#### [MATERIAL SHOWN]
···
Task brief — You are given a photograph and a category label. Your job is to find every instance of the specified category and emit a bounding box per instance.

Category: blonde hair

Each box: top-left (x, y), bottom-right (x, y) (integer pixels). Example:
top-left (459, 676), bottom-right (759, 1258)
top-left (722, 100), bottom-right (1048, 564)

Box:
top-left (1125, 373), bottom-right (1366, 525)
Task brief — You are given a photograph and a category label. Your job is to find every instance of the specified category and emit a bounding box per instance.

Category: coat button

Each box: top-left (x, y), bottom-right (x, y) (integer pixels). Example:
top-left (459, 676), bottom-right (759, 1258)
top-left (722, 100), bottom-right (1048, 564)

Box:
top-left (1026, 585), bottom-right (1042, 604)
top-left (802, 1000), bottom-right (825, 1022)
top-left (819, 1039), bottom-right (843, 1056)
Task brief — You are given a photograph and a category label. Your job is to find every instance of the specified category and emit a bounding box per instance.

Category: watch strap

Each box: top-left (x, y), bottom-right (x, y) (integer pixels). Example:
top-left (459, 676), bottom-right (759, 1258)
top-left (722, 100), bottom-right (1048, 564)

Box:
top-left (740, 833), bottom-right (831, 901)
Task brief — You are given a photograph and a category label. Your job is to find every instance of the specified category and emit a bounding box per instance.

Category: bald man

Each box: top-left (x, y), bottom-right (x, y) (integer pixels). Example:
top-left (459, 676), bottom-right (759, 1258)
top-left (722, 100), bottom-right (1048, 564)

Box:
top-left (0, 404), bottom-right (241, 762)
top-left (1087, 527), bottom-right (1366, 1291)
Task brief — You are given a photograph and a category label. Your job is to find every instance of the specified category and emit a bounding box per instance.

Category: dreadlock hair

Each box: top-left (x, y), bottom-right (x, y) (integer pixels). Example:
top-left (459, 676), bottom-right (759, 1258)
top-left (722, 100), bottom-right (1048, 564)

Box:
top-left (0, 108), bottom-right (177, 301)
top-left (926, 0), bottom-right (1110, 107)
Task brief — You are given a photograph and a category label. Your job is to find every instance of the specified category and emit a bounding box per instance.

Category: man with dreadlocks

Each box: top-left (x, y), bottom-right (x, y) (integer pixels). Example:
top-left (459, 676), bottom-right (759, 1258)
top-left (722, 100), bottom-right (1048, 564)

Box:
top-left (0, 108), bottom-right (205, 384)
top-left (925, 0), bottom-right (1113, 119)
···
#### [WHAT TO PRODUCE]
This calls for repeating all of the records, character for character.

#### [TASK SOLUTION]
Task brief — You are given a photograph and a category label. Your job is to find every instance of the specified category and emit a bounding box per instance.

Category: blonde hair

Each box: top-left (x, y), bottom-right (x, y) (integer pixels). Example:
top-left (459, 676), bottom-right (759, 1258)
top-left (722, 100), bottom-right (1048, 564)

Box:
top-left (1125, 373), bottom-right (1366, 525)
Task brief — You are given a photograph and a category label. Your job is to find every instance of the specified category and emit a bounding box per instance.

Category: coat button

Each box: top-left (x, y), bottom-right (x, y) (integer pixels). Example:
top-left (459, 676), bottom-right (759, 1258)
top-left (722, 100), bottom-right (1048, 564)

Box:
top-left (1026, 585), bottom-right (1042, 604)
top-left (802, 1000), bottom-right (825, 1022)
top-left (819, 1039), bottom-right (843, 1056)
Task brief — You are given a photograph and a category label. Your job is to find every instance of the specified category and emit a bounding box per instance.

Category: watch strap

Each box: top-left (x, y), bottom-right (x, y) (integer pixels). Example:
top-left (459, 676), bottom-right (759, 1258)
top-left (722, 100), bottom-right (1048, 564)

Box:
top-left (740, 833), bottom-right (831, 901)
Task brief — You are given a photograph and a category label. Your job is to find every instance of the specified category and emit a bounding box per instance.

Category: bald man

Each box: top-left (x, y), bottom-right (x, y) (integer pixels). Example:
top-left (459, 676), bottom-right (759, 1258)
top-left (722, 100), bottom-right (1048, 564)

Box:
top-left (0, 404), bottom-right (241, 762)
top-left (1087, 527), bottom-right (1366, 1291)
Task brief — You are given a photograph and a category label. Your job is to find every instance of the specified category and emit a bounding box per instance.

Category: dreadlock hair

Each box: top-left (x, y), bottom-right (x, y) (integer pixels). Example:
top-left (459, 676), bottom-right (759, 1258)
top-left (722, 100), bottom-right (1048, 564)

Box:
top-left (0, 108), bottom-right (177, 301)
top-left (926, 0), bottom-right (1110, 107)
Task brief — You are given a photograph and a category label. Your job is to find every instance of the specified category and emit a bounding box per instance.

Category: man with dreadlocks

Each box: top-left (x, y), bottom-right (x, y) (integer pixels). Example:
top-left (459, 676), bottom-right (759, 1258)
top-left (722, 100), bottom-right (1048, 564)

Box:
top-left (0, 108), bottom-right (205, 384)
top-left (925, 0), bottom-right (1113, 119)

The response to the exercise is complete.